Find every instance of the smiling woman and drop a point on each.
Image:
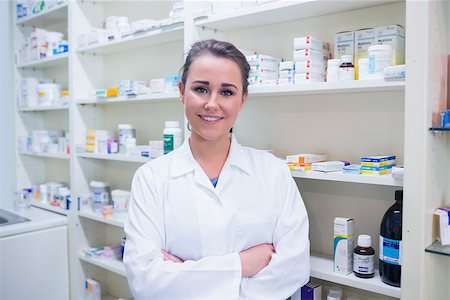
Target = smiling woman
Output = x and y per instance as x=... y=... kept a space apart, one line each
···
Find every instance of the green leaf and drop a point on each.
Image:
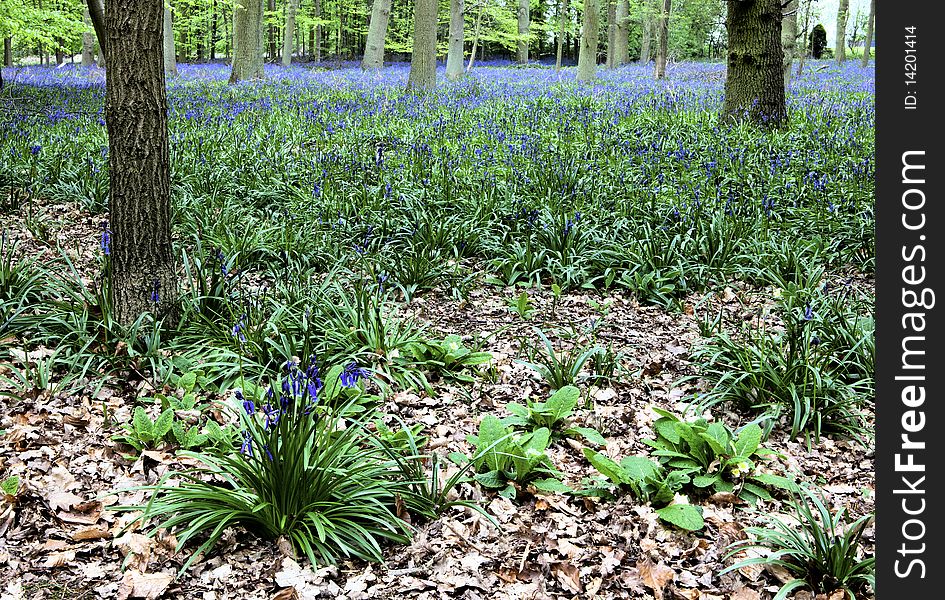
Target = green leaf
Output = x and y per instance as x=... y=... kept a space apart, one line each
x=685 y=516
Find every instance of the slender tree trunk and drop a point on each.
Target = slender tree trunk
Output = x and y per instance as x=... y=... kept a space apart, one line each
···
WHAT IS ASKED ▸
Reproduce the entries above verbatim, from the line containing "Find every instance of the green" through the line containing "x=685 y=516". Leave the pictures out of your answer.

SOLUTION TO THE PROBLEM ▸
Find every instance of the green leaf and drop a point on each.
Image:
Target = green leaf
Output = x and y per instance as x=... y=... kept a space apart, one line each
x=685 y=516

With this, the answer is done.